WORKING DATA »
--------------------------------
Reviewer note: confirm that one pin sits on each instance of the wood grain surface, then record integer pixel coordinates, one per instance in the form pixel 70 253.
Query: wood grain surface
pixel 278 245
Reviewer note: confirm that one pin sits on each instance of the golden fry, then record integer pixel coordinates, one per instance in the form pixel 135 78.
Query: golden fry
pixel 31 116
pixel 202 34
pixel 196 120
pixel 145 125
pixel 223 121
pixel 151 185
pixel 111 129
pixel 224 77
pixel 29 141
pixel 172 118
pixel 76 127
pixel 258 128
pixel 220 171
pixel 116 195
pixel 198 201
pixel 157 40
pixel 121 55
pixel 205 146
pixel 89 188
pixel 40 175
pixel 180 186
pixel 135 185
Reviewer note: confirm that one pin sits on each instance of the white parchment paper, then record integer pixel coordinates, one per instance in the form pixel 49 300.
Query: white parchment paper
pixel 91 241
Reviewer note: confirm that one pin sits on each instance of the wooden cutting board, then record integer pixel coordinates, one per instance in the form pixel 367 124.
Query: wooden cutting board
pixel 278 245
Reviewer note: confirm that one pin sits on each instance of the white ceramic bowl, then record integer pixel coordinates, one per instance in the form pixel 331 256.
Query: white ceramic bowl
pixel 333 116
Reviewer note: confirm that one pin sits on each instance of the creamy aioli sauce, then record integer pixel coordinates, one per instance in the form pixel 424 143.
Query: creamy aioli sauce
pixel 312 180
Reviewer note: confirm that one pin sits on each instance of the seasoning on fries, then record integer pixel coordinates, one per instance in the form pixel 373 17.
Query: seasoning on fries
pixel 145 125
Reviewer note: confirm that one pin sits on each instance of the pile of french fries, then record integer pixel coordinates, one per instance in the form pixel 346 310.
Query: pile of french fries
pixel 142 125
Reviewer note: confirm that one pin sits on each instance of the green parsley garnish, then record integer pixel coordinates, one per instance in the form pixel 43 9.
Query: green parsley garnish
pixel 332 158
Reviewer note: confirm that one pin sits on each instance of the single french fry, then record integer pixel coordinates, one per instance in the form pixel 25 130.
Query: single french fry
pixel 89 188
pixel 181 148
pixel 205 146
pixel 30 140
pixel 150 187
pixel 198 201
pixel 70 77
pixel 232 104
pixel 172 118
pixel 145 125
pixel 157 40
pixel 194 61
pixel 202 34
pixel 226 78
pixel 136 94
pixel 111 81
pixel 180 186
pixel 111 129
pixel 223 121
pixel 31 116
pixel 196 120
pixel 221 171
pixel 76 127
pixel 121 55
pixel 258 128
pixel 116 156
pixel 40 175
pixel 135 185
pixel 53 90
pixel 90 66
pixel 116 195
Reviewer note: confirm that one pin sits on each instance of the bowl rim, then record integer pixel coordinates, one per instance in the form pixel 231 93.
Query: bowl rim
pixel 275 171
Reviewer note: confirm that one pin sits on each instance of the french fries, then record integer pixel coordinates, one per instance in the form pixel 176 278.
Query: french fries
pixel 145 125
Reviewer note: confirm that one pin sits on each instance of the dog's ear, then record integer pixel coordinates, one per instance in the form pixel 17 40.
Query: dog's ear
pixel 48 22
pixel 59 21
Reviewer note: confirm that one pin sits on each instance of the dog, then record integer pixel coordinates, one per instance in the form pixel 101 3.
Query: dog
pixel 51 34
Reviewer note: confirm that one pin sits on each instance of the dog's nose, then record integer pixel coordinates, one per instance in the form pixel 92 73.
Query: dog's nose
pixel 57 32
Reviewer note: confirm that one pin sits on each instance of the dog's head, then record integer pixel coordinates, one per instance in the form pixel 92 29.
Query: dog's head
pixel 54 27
--------------------------------
SHORT TASK » Can you rewrite all the items above as a two-column CSV with the header instruction,response, one row per item? Put each item's text and its answer in separate quoted fields, and replace every line break inside a field with a space.

TASK OUTPUT »
instruction,response
"Reviewer note: confirm that one pin sits on each instance of the wood grain surface, then record integer pixel coordinates, one per instance in the form pixel 70 253. Query: wood grain surface","pixel 278 245"
"Reviewer note: confirm that one pin sits on each instance of the golden fry, then record integer pixel coordinates, one per instance in the form pixel 135 78. Query: golden fry","pixel 31 116 pixel 202 34 pixel 196 120 pixel 145 125 pixel 223 121 pixel 151 185 pixel 111 129 pixel 224 77 pixel 29 141 pixel 172 118 pixel 76 127 pixel 258 128 pixel 220 171 pixel 116 195 pixel 198 201 pixel 157 40 pixel 121 55 pixel 205 146 pixel 89 188 pixel 40 175 pixel 180 186 pixel 135 185"
"Reviewer note: confirm that one pin sits on each instance of the white parchment paper, then record integer pixel coordinates, one per instance in the form pixel 49 300. Query: white parchment paper","pixel 91 241"
"Reviewer note: confirm that one pin sits on each instance of the wooden cutting board, then record integer pixel coordinates, one per instance in the form pixel 367 124. Query: wooden cutting board","pixel 278 245"
"Reviewer note: confirm that one pin sits on each instance of the white ceramic bowl, then record integer pixel coordinates, one per instance in the form pixel 331 256. Query: white ceramic bowl","pixel 333 116"
"Reviewer note: confirm that one pin sits on each instance of the creamy aioli sauce, then record integer pixel coordinates, one per instance in the form pixel 424 143. Query: creamy aioli sauce","pixel 312 180"
"Reviewer note: confirm that one pin sits on each instance of the seasoning on fries, then record integer pixel coordinates, one per instance in the form pixel 373 17. Query: seasoning on fries","pixel 145 125"
"Reviewer note: confirm that one pin sits on each instance of the pile of french fries, then record integer pixel coordinates, one per instance in the form pixel 346 310. Query: pile of french fries","pixel 142 125"
"Reviewer note: confirm that one pin sits on each instance of the green parsley garnish, then record integer pixel coordinates, one per instance in the form pixel 43 9. Query: green parsley garnish","pixel 332 158"
"Reviewer note: confirm that one pin sits on each instance of the single french fry, then record integer pixel coordinates, one per instance in the form pixel 25 130. Query: single french fry","pixel 89 188 pixel 181 148 pixel 205 146 pixel 30 140 pixel 150 187 pixel 198 201 pixel 70 77 pixel 232 104 pixel 172 118 pixel 145 125 pixel 157 40 pixel 194 61 pixel 202 34 pixel 226 78 pixel 136 94 pixel 111 81 pixel 180 186 pixel 111 129 pixel 223 121 pixel 31 116 pixel 196 120 pixel 221 171 pixel 76 127 pixel 121 55 pixel 258 128 pixel 116 156 pixel 40 175 pixel 135 185 pixel 53 90 pixel 90 66 pixel 116 195"
"Reviewer note: confirm that one pin sits on each instance of the bowl rim, then record integer pixel coordinates, one per instance in the form pixel 231 93. Query: bowl rim","pixel 275 171"
"Reviewer note: confirm that one pin sits on each instance of the french fries, then record integer pixel coordinates, one per instance in the form pixel 176 278. Query: french fries","pixel 145 125"
"Reviewer note: confirm that one pin sits on each instance of the dog's ear, then record integer pixel coordinates, one per instance in the form pixel 17 40. Query: dog's ear","pixel 48 22 pixel 59 21"
"Reviewer note: confirm that one pin sits on each instance of the dog, then record integer pixel coordinates, one per instance in the form pixel 101 3. Query: dog","pixel 51 34"
"Reviewer note: confirm that one pin sits on each instance of the dog's nose, then record integer pixel coordinates, one per instance in the form pixel 92 73. Query: dog's nose","pixel 57 32"
"Reviewer note: confirm that one pin sits on each instance of the dog's head, then record integer pixel coordinates, one per instance in the form pixel 92 29. Query: dog's head","pixel 54 27"